## What you need to do
Only the lines starting at the one that contains "Each instance of the stone" and running to the end should be repeated, exactly as written.

Dataset excerpts on object pointing:
++++
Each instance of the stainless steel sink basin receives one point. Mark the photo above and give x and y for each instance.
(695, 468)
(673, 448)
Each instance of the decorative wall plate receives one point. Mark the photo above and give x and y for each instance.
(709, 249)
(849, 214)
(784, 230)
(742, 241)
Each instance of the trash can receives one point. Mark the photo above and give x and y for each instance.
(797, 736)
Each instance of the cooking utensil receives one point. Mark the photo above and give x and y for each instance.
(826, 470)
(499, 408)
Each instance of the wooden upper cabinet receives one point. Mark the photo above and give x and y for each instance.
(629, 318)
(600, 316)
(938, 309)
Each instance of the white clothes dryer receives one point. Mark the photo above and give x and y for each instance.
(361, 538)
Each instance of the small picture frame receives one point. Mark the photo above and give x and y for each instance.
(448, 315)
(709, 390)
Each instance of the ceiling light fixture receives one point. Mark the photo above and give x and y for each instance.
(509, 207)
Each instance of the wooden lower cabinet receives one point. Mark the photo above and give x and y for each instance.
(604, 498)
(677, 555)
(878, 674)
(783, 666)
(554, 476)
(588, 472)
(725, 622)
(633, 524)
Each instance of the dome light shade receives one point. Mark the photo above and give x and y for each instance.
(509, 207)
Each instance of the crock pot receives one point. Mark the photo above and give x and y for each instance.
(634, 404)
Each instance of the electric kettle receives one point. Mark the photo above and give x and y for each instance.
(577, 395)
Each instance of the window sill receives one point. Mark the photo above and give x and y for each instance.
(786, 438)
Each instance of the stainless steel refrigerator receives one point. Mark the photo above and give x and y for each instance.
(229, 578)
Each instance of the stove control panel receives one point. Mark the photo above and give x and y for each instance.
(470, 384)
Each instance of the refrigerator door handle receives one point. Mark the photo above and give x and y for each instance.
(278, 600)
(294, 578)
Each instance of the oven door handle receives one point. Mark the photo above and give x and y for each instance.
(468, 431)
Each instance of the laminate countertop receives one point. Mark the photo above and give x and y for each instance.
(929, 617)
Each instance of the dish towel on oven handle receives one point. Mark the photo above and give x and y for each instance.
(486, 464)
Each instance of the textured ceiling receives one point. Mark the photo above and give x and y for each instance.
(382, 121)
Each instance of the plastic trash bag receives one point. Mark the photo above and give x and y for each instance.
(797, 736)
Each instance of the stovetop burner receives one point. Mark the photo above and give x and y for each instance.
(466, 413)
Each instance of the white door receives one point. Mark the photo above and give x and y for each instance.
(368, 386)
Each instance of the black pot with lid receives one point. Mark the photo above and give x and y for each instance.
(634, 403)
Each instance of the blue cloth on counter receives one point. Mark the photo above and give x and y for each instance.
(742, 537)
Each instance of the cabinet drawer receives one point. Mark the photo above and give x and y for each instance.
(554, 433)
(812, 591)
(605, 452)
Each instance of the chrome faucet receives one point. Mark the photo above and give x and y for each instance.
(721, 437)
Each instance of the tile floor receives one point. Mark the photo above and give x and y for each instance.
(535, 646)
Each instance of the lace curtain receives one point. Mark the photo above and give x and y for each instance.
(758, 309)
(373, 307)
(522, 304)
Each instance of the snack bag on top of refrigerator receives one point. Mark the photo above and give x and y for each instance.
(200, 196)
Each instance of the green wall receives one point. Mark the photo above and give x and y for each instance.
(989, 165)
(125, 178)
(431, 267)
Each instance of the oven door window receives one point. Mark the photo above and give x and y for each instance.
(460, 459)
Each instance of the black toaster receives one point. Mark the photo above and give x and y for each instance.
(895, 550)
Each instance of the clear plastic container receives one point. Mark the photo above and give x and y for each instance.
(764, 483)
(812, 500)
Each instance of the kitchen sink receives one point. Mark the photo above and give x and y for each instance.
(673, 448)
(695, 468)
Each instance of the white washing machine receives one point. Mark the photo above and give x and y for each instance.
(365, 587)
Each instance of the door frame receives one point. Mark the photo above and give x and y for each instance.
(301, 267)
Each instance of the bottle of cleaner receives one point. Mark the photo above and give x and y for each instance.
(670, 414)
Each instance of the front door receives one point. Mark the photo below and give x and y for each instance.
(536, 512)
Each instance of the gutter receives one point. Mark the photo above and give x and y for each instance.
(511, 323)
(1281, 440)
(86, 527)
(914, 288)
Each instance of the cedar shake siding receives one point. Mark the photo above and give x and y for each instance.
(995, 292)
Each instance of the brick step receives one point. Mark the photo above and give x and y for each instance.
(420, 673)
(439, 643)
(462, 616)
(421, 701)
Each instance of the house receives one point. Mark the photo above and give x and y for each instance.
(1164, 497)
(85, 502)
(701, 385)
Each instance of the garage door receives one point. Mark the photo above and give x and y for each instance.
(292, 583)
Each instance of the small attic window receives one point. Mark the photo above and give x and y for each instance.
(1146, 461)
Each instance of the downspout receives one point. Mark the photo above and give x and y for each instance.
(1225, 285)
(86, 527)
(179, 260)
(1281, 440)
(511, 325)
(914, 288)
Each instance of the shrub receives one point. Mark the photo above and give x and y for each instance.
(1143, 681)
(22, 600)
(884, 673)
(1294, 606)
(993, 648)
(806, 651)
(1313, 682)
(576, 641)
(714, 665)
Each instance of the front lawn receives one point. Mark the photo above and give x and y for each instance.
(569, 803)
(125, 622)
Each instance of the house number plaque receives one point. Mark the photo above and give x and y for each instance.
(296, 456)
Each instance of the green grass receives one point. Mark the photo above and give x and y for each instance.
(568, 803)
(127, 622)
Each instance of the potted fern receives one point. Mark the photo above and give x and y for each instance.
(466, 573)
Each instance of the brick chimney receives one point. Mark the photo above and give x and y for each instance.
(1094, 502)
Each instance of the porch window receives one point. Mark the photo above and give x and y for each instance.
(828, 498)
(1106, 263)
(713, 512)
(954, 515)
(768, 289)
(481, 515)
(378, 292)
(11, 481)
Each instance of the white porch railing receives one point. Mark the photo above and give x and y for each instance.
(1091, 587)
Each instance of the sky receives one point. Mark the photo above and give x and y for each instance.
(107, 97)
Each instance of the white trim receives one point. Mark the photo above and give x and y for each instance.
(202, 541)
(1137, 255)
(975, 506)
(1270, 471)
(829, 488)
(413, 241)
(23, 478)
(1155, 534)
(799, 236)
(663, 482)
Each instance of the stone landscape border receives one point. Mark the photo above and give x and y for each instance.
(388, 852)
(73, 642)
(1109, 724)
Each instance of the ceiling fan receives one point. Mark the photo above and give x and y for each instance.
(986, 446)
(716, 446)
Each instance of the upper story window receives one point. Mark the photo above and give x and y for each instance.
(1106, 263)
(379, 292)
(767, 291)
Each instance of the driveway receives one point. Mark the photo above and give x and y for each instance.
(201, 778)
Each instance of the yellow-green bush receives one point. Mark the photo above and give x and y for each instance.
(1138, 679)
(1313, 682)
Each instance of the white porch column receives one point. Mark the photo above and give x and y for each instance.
++++
## Exercise response
Each instance of the stone landscape border receives one point. Mark the photo above and give x and y for each instance.
(388, 852)
(73, 642)
(1109, 724)
Each instance of the ceiling fan receives one point. Mark the photo above and give x and y for each instance.
(986, 446)
(716, 446)
Each instance of the upper story window receives one point. Mark the photo above and give x and y for each instance.
(1106, 263)
(379, 292)
(767, 291)
Each instance of the driveway receives one point. Mark the photo above and give x and y for each instance.
(201, 778)
Each instance of the yellow-green bush receives one point. Mark the photo above and give x and y for each instance.
(1138, 679)
(1313, 682)
Each instance of the white porch column receives one point. Mark the photo above and give x and y for each instance.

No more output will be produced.